▶ **SUPPLIED RECORDS**:
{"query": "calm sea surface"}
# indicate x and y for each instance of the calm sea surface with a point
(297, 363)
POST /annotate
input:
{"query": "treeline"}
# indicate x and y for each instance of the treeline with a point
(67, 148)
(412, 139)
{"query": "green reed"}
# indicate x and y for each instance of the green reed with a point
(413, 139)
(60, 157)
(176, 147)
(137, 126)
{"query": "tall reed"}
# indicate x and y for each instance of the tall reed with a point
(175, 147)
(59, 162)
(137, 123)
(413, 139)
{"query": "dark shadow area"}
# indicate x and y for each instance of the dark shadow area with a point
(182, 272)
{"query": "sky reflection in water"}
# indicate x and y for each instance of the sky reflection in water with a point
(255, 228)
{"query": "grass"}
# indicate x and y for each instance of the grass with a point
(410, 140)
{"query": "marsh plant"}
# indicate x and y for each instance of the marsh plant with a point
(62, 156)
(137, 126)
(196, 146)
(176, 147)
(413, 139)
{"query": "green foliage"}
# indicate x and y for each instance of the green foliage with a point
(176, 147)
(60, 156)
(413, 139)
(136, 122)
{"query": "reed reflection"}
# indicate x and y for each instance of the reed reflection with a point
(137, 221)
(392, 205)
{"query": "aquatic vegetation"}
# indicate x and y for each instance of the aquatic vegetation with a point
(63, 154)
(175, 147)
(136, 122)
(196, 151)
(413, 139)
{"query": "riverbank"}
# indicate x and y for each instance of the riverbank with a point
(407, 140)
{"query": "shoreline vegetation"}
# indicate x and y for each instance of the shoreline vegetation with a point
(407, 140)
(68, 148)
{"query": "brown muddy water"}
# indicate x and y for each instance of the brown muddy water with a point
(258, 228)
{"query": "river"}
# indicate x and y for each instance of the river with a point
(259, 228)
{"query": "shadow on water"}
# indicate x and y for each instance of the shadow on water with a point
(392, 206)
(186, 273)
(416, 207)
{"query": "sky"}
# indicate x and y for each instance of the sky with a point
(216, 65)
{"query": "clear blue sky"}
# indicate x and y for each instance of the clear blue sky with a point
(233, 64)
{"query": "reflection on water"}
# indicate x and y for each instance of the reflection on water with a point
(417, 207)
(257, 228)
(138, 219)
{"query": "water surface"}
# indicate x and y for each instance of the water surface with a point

▶ **TASK DETAILS**: Your job here is to copy the entries above exactly.

▶ **OUTPUT FOR THIS EXERCISE**:
{"query": "calm sea surface"}
# indicate x and y for each instance of the calm sea surface with a point
(297, 363)
POST /annotate
input:
{"query": "treeline"}
# indicate x and y for each instance of the treeline with a point
(67, 148)
(412, 139)
{"query": "green reed"}
# indicate x and y for each instance of the green reed with a point
(413, 139)
(60, 157)
(176, 147)
(137, 126)
{"query": "tall reed"}
# indicate x and y for each instance of the tall reed with a point
(175, 147)
(59, 162)
(137, 123)
(413, 139)
{"query": "dark shadow area"}
# indicate x and y for each instance of the dark shadow area with a point
(182, 272)
{"query": "sky reflection in water"}
# indicate x and y for each instance of the sky reflection in water with a point
(255, 228)
{"query": "grass"}
# indicate x and y for each instance of the grass with a point
(410, 140)
{"query": "marsh plant"}
# indicate x and y for each instance of the marsh plant with a point
(62, 156)
(137, 126)
(196, 146)
(176, 147)
(413, 139)
{"query": "green foliage"}
# indicate x and y for each instance of the green foliage with a point
(176, 147)
(60, 156)
(413, 139)
(136, 122)
{"query": "reed reflection"}
# indicate x and y for each instance of the reed reflection with a point
(137, 221)
(392, 205)
{"query": "aquatic vegetation"}
# indicate x and y for each instance of the aquatic vegetation with a point
(63, 154)
(175, 147)
(136, 122)
(196, 151)
(413, 139)
{"query": "riverbank"}
# indicate x and y for each instance of the riverbank with a point
(407, 140)
{"query": "shoreline vegetation"}
# indicate x and y for each instance of the shoreline vegetation with a point
(407, 140)
(68, 148)
{"query": "brown muddy water"}
# indicate x and y for each instance of the brown muddy water with a point
(258, 228)
{"query": "river"}
# indicate x and y for each instance of the river with a point
(259, 228)
{"query": "shadow on water"}
# indicate x and y for each instance of the shadow on water with a point
(392, 206)
(186, 273)
(416, 207)
{"query": "sky"}
# indicate x and y for each instance of the sky with a point
(216, 65)
{"query": "clear blue sky"}
# indicate x and y for each instance of the clear blue sky with a point
(233, 64)
{"query": "reflection on water"}
# indicate x and y for each instance of the reflection on water with a point
(417, 207)
(257, 228)
(138, 219)
{"query": "water surface"}
# indicate x and y for each instance of the water surface with a point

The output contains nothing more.